Introduction to Quantitative Methods

4. Bivariate linear regression models

4.1 Seminar

getwd()

Required Packages

We're introducing two new packages in this week's seminar. The Zelig package provides functionality that simplifies some regression tasks, while texreg makes it easy to produce publication quality output from our regression models. We'll discuss these packages in more detail as we go along but for now let's just install them with the install.packages() function.

install.packages("Zelig")
install.packages("texreg")

Now, let's load Zelig, textreg and the dplyr package that we used last week. If you don't have dplyr installed for some reason then make sure to install it before loading.

NOTE: Make sure to load the packages in the order listed below. If you load Zelig after dplyr, then you might have to restart RStudio for your scripts to work properly.

library(texreg)
library(Zelig)
library(dplyr)

Clear the environment and set the working directory.

# clear environment
rm(list = ls())

# set working directory
# setwd(...)

Merging Datasets

Up until this point, we've been using datasets where all the variables of interest were available to us in a single file. Often times however, the variables we're interested in are not available from a single source and must be merged together to create a single dataset.

The dataset we're working with today is the California Test Score Data we've already seen in lectures and assigned text. The dataset is split into the following files:

Download the first two datasets from the links below:

Download 'CASchoolAdmin' Dataset Download 'CAStudents' Dataset

Let's load the CASchoolAdmin.csv and CAStudents.csv datasets into R using read.csv() and find out if there are any variables that are common to both.
***
**Challenge A:**
Reproduce the whole regression seminar page word for word.
***
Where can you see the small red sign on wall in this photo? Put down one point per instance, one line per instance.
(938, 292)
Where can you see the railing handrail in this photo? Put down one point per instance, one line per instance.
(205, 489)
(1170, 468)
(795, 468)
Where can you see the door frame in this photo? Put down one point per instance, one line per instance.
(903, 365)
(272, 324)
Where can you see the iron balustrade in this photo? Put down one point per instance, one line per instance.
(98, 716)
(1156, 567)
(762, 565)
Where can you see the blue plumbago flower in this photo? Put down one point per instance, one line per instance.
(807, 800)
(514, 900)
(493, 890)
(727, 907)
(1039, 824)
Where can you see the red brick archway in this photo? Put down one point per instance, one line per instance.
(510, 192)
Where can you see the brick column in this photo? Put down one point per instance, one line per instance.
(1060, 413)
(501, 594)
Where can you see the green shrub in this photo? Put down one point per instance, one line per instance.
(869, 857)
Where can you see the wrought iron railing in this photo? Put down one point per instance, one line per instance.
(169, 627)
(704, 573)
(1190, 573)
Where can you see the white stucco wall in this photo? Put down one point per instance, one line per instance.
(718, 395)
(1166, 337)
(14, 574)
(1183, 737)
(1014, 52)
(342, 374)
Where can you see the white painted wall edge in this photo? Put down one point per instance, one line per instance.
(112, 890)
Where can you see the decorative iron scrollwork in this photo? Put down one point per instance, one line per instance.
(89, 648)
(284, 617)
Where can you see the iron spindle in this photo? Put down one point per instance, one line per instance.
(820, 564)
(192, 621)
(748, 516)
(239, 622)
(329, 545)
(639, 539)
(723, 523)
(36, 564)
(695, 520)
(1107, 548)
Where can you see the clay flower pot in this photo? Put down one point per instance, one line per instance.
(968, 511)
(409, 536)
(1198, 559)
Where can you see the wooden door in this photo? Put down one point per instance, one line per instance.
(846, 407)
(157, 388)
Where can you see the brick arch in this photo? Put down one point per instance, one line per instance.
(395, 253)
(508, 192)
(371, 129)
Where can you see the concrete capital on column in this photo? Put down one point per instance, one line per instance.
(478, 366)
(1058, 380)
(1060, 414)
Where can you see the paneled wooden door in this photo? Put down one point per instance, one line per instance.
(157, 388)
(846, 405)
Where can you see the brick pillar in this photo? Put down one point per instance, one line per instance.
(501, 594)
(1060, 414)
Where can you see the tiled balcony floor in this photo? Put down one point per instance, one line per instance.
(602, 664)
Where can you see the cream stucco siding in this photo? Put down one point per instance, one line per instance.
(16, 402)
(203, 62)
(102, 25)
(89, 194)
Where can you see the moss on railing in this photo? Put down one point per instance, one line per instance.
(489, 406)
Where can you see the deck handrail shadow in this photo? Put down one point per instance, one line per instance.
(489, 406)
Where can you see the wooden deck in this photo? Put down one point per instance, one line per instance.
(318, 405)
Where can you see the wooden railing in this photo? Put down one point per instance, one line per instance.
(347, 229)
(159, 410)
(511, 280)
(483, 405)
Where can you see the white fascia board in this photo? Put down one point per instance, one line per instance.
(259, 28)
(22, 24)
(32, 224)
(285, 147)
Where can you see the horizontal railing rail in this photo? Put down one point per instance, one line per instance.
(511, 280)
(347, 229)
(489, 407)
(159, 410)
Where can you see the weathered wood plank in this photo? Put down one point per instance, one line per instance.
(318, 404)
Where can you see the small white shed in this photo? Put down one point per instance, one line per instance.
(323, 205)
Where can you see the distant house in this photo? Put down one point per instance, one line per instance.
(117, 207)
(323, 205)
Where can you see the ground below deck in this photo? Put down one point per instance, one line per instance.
***
**Challenge B:**
Output the records as a Markdown table with the columns Row and Record line. Include only the lines from the one containing "Where can you see the wooden deck" through the end of the records, both ends included, and leave out blank lines.

**Correct response A:**
Introduction to Quantitative Methods

4. Bivariate linear regression models

4.1 Seminar

getwd()

Required Packages

We're introducing two new packages in this week's seminar. The Zelig package provides functionality that simplifies some regression tasks, while texreg makes it easy to produce publication quality output from our regression models. We'll discuss these packages in more detail as we go along but for now let's just install them with the install.packages() function.

install.packages("Zelig")
install.packages("texreg")

Now, let's load Zelig, textreg and the dplyr package that we used last week. If you don't have dplyr installed for some reason then make sure to install it before loading.

NOTE: Make sure to load the packages in the order listed below. If you load Zelig after dplyr, then you might have to restart RStudio for your scripts to work properly.

library(texreg)
library(Zelig)
library(dplyr)

Clear the environment and set the working directory.

# clear environment
rm(list = ls())

# set working directory
# setwd(...)

Merging Datasets

Up until this point, we've been using datasets where all the variables of interest were available to us in a single file. Often times however, the variables we're interested in are not available from a single source and must be merged together to create a single dataset.

The dataset we're working with today is the California Test Score Data we've already seen in lectures and assigned text. The dataset is split into the following files:

Download the first two datasets from the links below:

Download 'CASchoolAdmin' Dataset Download 'CAStudents' Dataset

Let's load the CASchoolAdmin.csv and CAStudents.csv datasets into R using read.csv() and find out if there are any variables that are common to both.

**Correct response B:**
| Row | Record line |
|---|---|
| 1 | Where can you see the wooden deck in this photo? Put down one point per instance, one line per instance. |
| 2 | (318, 405) |
| 3 | Where can you see the wooden railing in this photo? Put down one point per instance, one line per instance. |
| 4 | (347, 229) |
| 5 | (159, 410) |
| 6 | (511, 280) |
| 7 | (483, 405) |
| 8 | Where can you see the white fascia board in this photo? Put down one point per instance, one line per instance. |
| 9 | (259, 28) |
| 10 | (22, 24) |
| 11 | (32, 224) |
| 12 | (285, 147) |
| 13 | Where can you see the horizontal railing rail in this photo? Put down one point per instance, one line per instance. |
| 14 | (511, 280) |
| 15 | (347, 229) |
| 16 | (489, 407) |
| 17 | (159, 410) |
| 18 | Where can you see the weathered wood plank in this photo? Put down one point per instance, one line per instance. |
| 19 | (318, 404) |
| 20 | Where can you see the small white shed in this photo? Put down one point per instance, one line per instance. |
| 21 | (323, 205) |
| 22 | Where can you see the distant house in this photo? Put down one point per instance, one line per instance. |
| 23 | (117, 207) |
| 24 | (323, 205) |
| 25 | Where can you see the ground below deck in this photo? Put down one point per instance, one line per instance. |